What to do: Identify each line in the data below that contains the word "green" and copy those lines. Case counts.

[Records from a data collection]
▼▼▼

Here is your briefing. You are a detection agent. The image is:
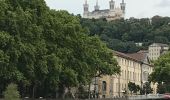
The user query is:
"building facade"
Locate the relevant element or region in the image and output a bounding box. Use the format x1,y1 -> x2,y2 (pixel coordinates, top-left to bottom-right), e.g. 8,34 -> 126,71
149,43 -> 169,61
91,51 -> 156,98
83,0 -> 126,21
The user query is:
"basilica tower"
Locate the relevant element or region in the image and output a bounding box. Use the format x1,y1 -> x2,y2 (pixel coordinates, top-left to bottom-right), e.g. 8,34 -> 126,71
83,0 -> 89,16
94,0 -> 100,11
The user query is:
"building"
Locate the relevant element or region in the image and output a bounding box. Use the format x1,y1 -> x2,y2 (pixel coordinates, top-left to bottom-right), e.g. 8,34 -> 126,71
83,0 -> 126,21
149,43 -> 169,60
91,51 -> 156,98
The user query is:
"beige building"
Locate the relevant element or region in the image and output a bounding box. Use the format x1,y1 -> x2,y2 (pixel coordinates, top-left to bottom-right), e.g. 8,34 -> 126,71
91,51 -> 156,98
149,43 -> 169,60
83,0 -> 126,21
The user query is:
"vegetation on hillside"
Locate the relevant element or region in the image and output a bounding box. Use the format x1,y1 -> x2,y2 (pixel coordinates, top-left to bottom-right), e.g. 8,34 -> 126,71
150,52 -> 170,93
79,16 -> 170,53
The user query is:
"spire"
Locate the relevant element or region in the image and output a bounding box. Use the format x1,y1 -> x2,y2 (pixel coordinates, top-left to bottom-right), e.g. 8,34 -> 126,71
83,0 -> 89,14
94,0 -> 100,11
96,0 -> 98,6
85,0 -> 87,4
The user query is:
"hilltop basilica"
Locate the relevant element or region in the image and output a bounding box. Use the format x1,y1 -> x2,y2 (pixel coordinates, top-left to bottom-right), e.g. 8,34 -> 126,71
83,0 -> 126,21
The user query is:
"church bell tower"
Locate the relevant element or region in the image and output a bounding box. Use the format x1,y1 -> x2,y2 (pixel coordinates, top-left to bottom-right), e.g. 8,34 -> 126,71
94,0 -> 100,11
83,0 -> 89,17
120,0 -> 126,15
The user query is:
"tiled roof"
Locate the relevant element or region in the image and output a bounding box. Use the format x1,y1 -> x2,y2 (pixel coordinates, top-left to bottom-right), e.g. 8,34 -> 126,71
153,43 -> 169,47
114,51 -> 149,65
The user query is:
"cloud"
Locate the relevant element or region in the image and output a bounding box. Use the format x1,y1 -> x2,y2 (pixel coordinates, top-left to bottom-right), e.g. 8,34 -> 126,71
157,0 -> 170,8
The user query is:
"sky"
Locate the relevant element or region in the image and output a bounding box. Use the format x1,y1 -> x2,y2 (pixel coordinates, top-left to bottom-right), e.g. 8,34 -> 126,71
45,0 -> 170,18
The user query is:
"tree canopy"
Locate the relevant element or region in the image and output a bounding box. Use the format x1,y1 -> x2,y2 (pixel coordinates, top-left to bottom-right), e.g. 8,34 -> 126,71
81,16 -> 170,53
150,52 -> 170,93
0,0 -> 120,97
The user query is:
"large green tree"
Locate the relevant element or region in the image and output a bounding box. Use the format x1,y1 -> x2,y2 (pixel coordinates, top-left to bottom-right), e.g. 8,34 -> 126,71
150,52 -> 170,92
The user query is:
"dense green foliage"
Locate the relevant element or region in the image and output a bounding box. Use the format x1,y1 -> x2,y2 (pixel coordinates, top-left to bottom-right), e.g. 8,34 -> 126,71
81,16 -> 170,53
128,82 -> 140,94
150,52 -> 170,93
4,84 -> 20,100
0,0 -> 120,97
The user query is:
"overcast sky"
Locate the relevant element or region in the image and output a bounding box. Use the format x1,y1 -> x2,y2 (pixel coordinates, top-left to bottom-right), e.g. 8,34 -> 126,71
45,0 -> 170,18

▲▲▲

Written solution:
"large green tree"
"dense green foliage"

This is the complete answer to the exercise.